INSTRUCTIONS.
(1) In the article on the SEC's municipal securities report, what do the following say?
(a) Which SEC commissioner led the review?
(b) Which two GFOA bodies will develop responses to the SEC and Congress this fall?
(c) Over how many years has the SEC developed rules that impose indirect standards on municipal bond issuers?
(2) Can you pick up the article on the SEC's municipal securities report after its final sentence and carry it forward?

DOCUMENT.
◆ ◆ ◆ ◆ ◆

SEC report makes case for muni oversight, despite opposition: the SEC completed its review of the municipal securities market and released its report, which makes more than a dozen recommendations for legislative and regulatory changes.
The SEC's report follows more than two years of work, three field hearings, and meetings with numerous market participants. GFOA Past President Ed Harrington testified at the San Francisco, California, hearing, and GFOA President-elect Tim Firestine testified at the Washington, D.C., hearing. Harrington and Firestine both explained the plethora of financial information already available to investors and the public about government finances and budgeting. GFOA staff and leadership also met frequently with SEC Commissioner Elise Walter, who led the review, as well as the SEC Chairman Mary Schapiro and SEC staff, explaining the vast amount of financial information public-sector entities already make available to the marketplace--much more than the corporate sector provides.
Despite these efforts, the report appears to maintain the SEC's position that the information available to municipal securities investors is too little and too late.
The GFOA remains strongly opposed to any efforts that would give the SEC oversight authority over issuers of municipal securities; allow the agency to develop the timing, content, and frequency of disclosure information; mandate generally accepted accounting principles for issuers of municipal debt; or, most striking in the report, set standards on the financial information developed and presented by governments. The GFOA's long-standing public policies state that the federal government should not mandate or otherwise influence these practices. Additionally, GFOA best practices, policies, and certificate and award programs guide issuers to robust financial reporting and disclosure policies and practices. This fall, the GFOA Executive Board and Committee on Governmental Debt Management will develop appropriate responses to the SEC and Congress.
Below is an overview of the SEC report's legislative and regulatory recommendations, followed by GFOA positions.
LEGISLATIVE PROPOSALS RECOMMENDED BY THE SEC
Except for specific anti-fraud provisions, current law prohibits the SEC from directly regulating state and local governments that issue debt. Over the past 20 years, the SEC has developed rules that effectively impose indirect standards on municipal bond issuers by requiring that underwriters cannot purchase bonds unless an official statement accompanies the new issuance and that the issuer has a contract stating that it will provide ongoing financial information for the lifetime of the bonds. The SEC believes the market would work better if it could directly regulate issuers of municipal securities and the required content of their disclosure. The following SEC proposals would require Congress to act.
1. The SEC should have the authority to directly regulate issuers of municipal securities, set timelines and content requirements, and have enforcement capabilities over issuers. The SEC would directly--rather than indirectly, as it does now--require municipal issuers to provide official statements and ongoing disclosures related to a bond issuance. Furthermore, the SEC would have authority to set specific timelines, frequency of information disclosure, and content of disclosures and financial statements and other financial and operating information. The SEC would also have the authority to create enforcement mechanisms over state and local governments.

◆ ◆ ◆ ◆ ◆

PROVIDED DATA.
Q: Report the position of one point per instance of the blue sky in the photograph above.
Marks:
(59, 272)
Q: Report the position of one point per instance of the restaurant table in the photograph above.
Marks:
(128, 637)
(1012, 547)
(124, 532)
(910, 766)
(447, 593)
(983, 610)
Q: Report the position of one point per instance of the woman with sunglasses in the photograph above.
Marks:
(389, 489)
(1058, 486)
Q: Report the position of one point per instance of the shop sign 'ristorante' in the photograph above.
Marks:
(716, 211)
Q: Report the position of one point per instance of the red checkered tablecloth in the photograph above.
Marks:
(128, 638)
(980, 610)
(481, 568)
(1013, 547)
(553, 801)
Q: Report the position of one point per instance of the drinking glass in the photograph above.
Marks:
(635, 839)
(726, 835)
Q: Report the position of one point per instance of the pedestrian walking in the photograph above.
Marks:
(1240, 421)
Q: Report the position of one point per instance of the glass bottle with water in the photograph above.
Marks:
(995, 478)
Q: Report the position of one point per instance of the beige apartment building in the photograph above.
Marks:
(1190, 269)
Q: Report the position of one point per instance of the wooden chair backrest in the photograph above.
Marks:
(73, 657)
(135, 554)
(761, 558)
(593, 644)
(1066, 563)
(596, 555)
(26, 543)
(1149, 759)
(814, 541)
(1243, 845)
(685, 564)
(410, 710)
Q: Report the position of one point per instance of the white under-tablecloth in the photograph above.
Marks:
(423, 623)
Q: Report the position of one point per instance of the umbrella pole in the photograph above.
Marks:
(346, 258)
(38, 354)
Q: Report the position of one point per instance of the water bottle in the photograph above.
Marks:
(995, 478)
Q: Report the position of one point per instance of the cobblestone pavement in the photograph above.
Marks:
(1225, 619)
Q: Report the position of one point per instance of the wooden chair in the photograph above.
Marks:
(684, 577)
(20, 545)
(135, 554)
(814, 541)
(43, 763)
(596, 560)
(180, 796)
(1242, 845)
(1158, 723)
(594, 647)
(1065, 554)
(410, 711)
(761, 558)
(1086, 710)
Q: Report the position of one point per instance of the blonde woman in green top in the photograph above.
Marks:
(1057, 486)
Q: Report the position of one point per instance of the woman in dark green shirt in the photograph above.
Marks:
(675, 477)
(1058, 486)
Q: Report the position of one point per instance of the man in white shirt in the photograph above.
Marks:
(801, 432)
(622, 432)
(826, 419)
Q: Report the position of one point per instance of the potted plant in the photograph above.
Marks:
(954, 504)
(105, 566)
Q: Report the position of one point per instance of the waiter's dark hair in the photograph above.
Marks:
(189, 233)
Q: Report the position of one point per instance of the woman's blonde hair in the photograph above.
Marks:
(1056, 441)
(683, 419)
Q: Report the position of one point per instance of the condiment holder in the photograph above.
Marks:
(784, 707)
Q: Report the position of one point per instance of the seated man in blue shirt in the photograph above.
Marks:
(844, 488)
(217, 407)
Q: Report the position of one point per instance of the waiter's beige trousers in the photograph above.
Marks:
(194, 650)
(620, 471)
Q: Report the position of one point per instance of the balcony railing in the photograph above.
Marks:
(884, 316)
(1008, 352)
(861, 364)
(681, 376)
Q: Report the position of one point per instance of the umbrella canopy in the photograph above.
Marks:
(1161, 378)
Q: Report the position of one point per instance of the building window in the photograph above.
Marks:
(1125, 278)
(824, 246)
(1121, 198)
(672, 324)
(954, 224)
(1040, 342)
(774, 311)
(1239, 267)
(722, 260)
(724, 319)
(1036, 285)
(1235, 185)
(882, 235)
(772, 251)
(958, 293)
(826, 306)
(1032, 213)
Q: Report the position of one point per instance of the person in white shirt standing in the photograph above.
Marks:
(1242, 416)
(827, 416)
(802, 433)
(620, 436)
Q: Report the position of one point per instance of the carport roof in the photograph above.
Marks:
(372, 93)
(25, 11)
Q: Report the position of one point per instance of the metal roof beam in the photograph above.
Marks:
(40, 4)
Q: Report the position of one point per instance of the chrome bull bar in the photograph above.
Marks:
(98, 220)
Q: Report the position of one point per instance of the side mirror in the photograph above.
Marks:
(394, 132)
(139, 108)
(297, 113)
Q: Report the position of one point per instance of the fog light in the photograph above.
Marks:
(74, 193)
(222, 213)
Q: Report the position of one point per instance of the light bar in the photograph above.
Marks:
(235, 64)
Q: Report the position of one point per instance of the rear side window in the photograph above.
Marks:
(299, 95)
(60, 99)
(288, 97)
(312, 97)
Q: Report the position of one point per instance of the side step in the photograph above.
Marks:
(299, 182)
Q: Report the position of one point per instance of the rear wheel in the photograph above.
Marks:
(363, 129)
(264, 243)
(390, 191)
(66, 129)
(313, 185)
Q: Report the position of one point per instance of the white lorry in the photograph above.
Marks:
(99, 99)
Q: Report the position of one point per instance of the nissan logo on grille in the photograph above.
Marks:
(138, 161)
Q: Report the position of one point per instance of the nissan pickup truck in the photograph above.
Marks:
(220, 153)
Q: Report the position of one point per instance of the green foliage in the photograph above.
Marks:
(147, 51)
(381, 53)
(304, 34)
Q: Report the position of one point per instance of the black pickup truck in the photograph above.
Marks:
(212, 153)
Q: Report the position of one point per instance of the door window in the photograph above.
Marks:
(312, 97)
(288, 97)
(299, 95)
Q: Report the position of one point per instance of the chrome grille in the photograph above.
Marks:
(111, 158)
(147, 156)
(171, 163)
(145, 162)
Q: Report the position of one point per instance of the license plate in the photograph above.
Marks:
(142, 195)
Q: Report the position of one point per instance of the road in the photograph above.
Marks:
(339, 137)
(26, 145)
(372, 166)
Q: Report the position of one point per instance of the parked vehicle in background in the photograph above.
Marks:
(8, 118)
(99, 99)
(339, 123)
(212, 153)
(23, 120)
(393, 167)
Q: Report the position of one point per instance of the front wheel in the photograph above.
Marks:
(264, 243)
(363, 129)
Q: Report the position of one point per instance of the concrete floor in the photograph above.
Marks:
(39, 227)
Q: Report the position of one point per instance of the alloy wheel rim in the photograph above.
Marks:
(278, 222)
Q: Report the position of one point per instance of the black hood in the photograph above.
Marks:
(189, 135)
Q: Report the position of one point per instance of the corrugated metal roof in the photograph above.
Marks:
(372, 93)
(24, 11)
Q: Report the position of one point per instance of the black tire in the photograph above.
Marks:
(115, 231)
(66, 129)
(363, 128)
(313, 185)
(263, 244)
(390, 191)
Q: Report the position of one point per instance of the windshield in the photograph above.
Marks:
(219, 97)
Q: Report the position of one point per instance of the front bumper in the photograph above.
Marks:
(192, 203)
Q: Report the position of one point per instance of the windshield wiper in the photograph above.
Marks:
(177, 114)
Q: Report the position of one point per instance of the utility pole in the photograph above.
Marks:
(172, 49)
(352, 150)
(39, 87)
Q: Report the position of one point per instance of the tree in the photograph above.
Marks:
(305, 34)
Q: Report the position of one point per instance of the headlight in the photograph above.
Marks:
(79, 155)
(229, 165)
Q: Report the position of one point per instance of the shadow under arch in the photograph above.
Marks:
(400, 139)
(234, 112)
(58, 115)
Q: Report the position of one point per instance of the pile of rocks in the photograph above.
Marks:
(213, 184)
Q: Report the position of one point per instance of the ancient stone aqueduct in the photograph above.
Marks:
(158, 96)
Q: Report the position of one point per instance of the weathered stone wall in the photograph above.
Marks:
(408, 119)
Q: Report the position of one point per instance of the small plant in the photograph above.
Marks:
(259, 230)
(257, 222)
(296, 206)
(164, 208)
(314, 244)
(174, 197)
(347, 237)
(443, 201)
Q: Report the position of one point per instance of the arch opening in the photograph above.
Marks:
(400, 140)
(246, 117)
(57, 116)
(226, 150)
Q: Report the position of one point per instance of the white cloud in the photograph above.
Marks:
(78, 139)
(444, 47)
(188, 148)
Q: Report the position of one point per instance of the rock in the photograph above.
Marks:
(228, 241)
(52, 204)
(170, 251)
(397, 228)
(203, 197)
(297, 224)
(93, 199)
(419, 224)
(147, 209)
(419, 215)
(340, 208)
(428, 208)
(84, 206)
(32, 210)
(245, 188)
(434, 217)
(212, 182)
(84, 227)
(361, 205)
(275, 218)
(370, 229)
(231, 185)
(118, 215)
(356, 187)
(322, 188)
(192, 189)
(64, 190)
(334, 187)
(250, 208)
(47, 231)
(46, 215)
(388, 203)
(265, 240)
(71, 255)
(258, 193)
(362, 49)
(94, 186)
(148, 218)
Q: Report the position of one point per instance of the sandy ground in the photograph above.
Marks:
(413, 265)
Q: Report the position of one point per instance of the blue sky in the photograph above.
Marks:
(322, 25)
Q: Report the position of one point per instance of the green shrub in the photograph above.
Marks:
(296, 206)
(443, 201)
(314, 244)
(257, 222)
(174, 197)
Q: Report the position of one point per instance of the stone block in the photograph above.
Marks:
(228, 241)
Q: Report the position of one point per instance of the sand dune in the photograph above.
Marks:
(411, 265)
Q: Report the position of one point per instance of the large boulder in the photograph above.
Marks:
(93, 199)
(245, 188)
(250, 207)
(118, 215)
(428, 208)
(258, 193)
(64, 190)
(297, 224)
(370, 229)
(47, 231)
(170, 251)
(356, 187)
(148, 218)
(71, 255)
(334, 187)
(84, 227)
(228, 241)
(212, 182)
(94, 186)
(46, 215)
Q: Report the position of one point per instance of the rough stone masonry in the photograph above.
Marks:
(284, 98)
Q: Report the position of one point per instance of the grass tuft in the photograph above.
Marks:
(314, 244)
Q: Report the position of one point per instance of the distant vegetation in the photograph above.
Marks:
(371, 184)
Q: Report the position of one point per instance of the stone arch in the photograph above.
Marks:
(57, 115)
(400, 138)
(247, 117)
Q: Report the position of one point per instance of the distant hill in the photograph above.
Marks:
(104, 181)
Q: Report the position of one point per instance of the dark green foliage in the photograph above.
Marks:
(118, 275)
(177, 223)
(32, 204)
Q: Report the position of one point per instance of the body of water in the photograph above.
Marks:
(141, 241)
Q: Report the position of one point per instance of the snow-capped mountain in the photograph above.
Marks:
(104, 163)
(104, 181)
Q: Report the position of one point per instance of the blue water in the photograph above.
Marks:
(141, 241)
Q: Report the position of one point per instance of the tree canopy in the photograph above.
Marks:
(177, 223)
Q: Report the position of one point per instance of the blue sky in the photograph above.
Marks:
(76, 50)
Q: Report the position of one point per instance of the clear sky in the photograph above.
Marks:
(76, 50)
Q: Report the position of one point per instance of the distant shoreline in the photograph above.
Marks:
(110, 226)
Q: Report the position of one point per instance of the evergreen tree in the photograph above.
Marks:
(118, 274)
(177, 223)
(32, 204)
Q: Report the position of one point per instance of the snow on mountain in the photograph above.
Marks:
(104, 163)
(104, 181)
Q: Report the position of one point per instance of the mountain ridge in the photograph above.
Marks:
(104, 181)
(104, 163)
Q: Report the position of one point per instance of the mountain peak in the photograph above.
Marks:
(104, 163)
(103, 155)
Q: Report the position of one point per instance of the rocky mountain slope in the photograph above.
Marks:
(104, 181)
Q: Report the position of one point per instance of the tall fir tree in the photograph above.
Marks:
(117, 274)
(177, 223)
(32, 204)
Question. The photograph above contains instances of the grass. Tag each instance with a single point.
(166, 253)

◆ ◆ ◆ ◆ ◆

EXPECTED ANSWERS.
(1)
(a) Elise Walter
(b) The GFOA Executive Board and the Committee on Governmental Debt Management
(c) The past 20 years

(2)
The report notes that the SEC would not necessarily want to dictate detailed requirements for an issuer's disclosure and financial information, but instead would develop a platform using a "principles-based" approach. The report also says the SEC is not seeking to have municipal securities issuers register with the SEC, as issuers of corporate securities must do. Additionally, the report indicates that this recommendation may be "tiered," based on the issuer's size and frequency.
The GFOA strongly opposes any efforts by the SEC to directly regulate issuers or set disclosure standards. The GFOA opposes SEC involvement in setting standards for the financial and operating information developed by state and local governments. Additionally, GFOA best practices and awards programs, which were discussed favorably in the SEC paper, encourage governments to use generally accepted accounting principles as prescribed by GASB, use their comprehensive annual financial report (CAFR) for ongoing disclosure requirements, complete their CAFR within 180 days of the end of their fiscal year, and make interim financial information available to the public.
2. Allow the SEC to establish form and content of financial statements for entities that issue municipal securities. The SEC would be able to recognize the rules of a national standard-setting body (i.e., the GASB) for purposes of federal securities laws and impose those standards on issuers of municipal securities giving the SEC attendant authority over such body.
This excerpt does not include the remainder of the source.